• _DIRECTIONS FOR THIS TASK_
Carry the passage on Dutch naval history forward from its last sentence.

• _SELECTION_

--------------------------------

In 1639, during the renewed war with Spain, Admiral Martin Trump annihilated a Spanish squadron off the Flemish coast, and seven months later defeated and dispersed the combined Spanish and Portuguese fleets off the British coast. In the period 1652-76 the Dutch fought many actions with the British and French fleets. In the majority of these they were victorious. In 1665 De Ruyter defeated the British fleet and compelled it to take refuge in the Thames, and in 1667 he entered the Medway and destroyed the British fleet as it lay at anchor. The union of England and the United Provinces relieved the Dutch from the strain of maintaining a very powerful navy, and during the next century it greatly declined.

--------------------------------

• _STORED ROWS_

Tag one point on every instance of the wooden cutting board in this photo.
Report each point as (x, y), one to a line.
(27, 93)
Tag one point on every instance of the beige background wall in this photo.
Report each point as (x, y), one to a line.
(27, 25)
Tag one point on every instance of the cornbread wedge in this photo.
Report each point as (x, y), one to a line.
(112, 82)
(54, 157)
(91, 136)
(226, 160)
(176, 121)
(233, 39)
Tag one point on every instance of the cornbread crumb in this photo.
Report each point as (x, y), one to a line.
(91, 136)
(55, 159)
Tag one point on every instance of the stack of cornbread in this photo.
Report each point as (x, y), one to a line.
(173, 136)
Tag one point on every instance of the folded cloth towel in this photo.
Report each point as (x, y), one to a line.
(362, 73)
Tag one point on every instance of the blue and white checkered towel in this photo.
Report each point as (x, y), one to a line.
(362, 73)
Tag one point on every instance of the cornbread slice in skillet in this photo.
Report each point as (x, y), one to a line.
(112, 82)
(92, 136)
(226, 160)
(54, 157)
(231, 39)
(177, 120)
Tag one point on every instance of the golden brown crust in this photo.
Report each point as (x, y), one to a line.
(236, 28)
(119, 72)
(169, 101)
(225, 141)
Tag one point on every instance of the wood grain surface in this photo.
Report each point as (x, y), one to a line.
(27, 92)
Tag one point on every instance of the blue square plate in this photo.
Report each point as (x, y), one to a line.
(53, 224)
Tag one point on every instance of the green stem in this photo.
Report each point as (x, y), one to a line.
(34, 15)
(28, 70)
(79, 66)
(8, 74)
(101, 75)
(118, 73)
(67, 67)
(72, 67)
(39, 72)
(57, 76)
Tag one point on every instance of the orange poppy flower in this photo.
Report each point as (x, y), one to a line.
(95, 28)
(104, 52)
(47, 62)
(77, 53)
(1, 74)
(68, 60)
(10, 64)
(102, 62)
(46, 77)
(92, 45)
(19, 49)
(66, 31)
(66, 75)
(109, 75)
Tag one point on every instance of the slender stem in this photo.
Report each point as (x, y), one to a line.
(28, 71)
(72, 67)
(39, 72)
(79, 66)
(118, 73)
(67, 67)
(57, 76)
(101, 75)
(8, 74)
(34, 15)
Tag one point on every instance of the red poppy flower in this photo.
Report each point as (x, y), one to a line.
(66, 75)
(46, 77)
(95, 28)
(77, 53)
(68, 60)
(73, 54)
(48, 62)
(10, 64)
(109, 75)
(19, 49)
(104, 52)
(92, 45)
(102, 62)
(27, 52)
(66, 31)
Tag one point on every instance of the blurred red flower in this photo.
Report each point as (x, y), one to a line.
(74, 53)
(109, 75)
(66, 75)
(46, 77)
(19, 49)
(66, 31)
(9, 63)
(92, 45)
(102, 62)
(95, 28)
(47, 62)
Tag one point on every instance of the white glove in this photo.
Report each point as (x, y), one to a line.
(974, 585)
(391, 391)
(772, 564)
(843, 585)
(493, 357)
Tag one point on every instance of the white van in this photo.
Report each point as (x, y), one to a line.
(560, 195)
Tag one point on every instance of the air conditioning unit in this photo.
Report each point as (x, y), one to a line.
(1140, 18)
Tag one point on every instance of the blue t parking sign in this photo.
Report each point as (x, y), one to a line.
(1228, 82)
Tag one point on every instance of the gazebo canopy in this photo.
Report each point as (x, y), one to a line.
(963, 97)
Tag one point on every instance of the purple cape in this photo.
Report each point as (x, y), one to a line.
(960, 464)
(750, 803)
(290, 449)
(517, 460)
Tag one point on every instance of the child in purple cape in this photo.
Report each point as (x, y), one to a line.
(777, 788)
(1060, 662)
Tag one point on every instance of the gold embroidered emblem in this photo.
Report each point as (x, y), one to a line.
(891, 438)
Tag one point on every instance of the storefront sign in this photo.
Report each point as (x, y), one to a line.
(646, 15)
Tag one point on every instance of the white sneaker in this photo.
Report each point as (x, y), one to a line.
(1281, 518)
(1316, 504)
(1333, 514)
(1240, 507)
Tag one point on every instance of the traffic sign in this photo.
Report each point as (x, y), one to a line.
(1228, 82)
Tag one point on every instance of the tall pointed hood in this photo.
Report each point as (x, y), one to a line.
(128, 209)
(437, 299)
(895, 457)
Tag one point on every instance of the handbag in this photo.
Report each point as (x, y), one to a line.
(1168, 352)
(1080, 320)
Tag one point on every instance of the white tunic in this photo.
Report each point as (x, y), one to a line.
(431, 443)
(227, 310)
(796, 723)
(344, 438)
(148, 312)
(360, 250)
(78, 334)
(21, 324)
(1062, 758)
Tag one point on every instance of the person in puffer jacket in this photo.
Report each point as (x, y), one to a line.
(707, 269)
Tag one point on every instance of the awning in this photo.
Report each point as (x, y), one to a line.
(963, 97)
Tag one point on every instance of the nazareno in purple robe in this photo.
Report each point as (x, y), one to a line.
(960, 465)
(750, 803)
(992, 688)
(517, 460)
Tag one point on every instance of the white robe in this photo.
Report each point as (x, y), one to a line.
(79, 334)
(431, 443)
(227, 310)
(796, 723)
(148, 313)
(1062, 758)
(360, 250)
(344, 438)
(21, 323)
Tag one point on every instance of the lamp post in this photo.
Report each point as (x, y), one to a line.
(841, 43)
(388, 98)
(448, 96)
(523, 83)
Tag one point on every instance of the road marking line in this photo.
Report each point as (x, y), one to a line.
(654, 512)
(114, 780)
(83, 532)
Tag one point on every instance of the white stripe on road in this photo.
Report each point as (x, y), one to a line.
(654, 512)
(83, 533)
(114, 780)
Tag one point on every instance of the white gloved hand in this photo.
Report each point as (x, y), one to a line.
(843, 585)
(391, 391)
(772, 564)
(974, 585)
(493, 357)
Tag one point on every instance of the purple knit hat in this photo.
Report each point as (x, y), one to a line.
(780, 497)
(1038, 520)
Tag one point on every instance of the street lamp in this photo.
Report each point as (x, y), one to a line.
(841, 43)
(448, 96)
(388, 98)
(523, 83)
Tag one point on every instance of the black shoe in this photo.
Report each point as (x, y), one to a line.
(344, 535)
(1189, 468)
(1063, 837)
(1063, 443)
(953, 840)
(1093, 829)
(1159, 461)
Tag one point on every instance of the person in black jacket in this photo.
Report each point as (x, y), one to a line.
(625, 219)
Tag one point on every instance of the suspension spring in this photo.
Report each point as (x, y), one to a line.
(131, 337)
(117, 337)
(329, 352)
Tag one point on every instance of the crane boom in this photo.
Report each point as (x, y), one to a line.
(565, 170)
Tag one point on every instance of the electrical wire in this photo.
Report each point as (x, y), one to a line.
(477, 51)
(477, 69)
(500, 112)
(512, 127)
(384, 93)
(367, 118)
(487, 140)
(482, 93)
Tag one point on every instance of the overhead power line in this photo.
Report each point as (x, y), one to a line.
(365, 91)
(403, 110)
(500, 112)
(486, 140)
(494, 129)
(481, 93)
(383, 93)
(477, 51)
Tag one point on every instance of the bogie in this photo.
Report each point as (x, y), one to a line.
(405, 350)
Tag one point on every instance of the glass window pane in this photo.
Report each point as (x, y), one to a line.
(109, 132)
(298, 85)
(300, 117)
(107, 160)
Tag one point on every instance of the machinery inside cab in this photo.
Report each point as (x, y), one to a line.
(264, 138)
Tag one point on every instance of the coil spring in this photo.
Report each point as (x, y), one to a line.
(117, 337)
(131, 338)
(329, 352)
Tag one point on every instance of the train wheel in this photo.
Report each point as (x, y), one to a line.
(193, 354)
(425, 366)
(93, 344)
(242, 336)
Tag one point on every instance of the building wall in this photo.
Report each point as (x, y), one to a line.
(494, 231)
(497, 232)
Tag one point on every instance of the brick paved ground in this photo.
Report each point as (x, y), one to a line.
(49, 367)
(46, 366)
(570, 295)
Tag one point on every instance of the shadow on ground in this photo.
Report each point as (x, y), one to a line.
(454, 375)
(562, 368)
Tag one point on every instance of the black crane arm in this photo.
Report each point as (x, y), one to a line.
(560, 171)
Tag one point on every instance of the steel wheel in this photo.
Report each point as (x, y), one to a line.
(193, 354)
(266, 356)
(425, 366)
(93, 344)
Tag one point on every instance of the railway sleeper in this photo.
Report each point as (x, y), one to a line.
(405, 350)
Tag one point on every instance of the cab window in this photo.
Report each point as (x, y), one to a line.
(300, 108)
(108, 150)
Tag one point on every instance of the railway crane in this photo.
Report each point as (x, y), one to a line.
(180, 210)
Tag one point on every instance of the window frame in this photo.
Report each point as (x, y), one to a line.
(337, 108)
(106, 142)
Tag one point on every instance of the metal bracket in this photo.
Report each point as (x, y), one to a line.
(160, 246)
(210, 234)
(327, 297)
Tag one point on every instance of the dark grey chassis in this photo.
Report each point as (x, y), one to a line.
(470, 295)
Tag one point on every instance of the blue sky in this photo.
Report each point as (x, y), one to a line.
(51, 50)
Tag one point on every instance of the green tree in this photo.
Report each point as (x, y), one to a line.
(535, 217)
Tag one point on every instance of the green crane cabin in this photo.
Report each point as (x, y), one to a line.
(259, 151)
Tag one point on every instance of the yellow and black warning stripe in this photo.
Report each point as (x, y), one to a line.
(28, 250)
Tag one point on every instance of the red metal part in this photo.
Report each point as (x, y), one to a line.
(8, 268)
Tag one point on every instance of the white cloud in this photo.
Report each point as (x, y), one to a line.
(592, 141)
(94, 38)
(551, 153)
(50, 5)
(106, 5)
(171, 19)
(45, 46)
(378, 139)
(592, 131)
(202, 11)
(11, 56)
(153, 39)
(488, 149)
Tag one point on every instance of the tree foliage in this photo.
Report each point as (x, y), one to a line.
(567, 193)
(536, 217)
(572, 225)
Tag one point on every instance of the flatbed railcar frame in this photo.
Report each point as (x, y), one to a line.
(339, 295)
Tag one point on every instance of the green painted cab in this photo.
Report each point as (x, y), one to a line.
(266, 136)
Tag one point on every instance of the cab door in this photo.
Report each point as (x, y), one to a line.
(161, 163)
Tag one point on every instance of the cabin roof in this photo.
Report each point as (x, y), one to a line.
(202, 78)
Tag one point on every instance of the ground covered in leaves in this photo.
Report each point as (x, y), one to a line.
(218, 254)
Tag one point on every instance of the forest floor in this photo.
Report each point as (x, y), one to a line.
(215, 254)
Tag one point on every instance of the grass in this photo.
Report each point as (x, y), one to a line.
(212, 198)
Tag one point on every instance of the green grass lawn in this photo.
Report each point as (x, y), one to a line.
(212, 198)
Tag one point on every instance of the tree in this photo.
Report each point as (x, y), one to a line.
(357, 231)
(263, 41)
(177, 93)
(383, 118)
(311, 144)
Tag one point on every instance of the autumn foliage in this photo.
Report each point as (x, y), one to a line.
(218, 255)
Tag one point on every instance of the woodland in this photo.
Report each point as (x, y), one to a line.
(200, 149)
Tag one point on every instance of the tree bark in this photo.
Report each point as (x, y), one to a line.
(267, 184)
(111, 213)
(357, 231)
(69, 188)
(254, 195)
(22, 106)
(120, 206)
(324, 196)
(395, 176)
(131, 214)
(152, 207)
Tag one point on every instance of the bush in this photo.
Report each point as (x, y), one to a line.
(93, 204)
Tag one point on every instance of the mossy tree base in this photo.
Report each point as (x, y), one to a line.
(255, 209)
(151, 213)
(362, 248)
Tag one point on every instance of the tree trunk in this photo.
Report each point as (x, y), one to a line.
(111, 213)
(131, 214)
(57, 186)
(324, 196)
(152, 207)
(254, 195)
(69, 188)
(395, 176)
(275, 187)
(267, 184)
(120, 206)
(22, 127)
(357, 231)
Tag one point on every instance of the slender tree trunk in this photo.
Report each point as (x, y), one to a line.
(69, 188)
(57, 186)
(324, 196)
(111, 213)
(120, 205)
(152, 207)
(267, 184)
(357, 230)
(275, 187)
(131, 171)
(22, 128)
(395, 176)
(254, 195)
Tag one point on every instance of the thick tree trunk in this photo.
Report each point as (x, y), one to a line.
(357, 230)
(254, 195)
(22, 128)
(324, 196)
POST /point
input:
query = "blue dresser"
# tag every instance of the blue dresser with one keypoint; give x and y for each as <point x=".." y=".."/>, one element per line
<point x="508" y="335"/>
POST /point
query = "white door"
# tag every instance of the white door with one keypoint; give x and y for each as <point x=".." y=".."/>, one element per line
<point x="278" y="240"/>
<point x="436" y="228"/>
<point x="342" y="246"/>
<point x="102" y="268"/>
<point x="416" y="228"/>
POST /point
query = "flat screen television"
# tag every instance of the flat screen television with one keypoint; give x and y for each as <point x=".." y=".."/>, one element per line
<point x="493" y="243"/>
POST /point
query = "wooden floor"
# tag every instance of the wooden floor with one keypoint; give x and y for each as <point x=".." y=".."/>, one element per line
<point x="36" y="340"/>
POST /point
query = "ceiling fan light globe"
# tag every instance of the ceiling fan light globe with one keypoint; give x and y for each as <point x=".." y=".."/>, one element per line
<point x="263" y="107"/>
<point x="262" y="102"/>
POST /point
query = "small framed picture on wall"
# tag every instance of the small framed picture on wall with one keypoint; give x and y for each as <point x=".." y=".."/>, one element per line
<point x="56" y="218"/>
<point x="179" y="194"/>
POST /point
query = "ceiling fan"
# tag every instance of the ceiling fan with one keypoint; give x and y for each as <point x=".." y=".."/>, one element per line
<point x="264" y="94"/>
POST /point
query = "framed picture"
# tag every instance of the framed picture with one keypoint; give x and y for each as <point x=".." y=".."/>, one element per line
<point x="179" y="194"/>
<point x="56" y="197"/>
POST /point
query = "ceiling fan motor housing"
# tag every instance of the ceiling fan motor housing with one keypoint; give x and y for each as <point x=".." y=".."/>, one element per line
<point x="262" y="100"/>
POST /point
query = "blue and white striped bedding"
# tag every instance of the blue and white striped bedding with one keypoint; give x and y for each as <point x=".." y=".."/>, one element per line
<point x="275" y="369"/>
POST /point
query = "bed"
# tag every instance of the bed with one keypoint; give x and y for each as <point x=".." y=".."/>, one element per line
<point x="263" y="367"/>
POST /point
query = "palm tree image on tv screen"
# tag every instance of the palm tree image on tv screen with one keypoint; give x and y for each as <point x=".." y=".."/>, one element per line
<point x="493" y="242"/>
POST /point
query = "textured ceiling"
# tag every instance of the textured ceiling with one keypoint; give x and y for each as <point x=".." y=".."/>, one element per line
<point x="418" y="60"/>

--------------------------------

• _ANSWER FOR THIS EXERCISE_
The sympathy which the Dutch had shown for America induced Great Britain to declare war on them. The end which the cabinet of St. James had in view it attained in a great measure. The Dutch fleet indeed again showed itself worthy of its ancient fame; and Admiral Zouttman fought so bravely against the squadron of Admiral Hyde Parker at the Doggerbank, in 1781, that the victory remained undecided. But otherwise the Netherlands suffered the most severe losses everywhere. Their East Indian vessels fell into the hands of their enemies. Admiral Rodney took from them the island of St. Eustatius, whereby he inflicted on them a loss amounting to about $15,000,000. This was the end of the sea-power of the United Provinces.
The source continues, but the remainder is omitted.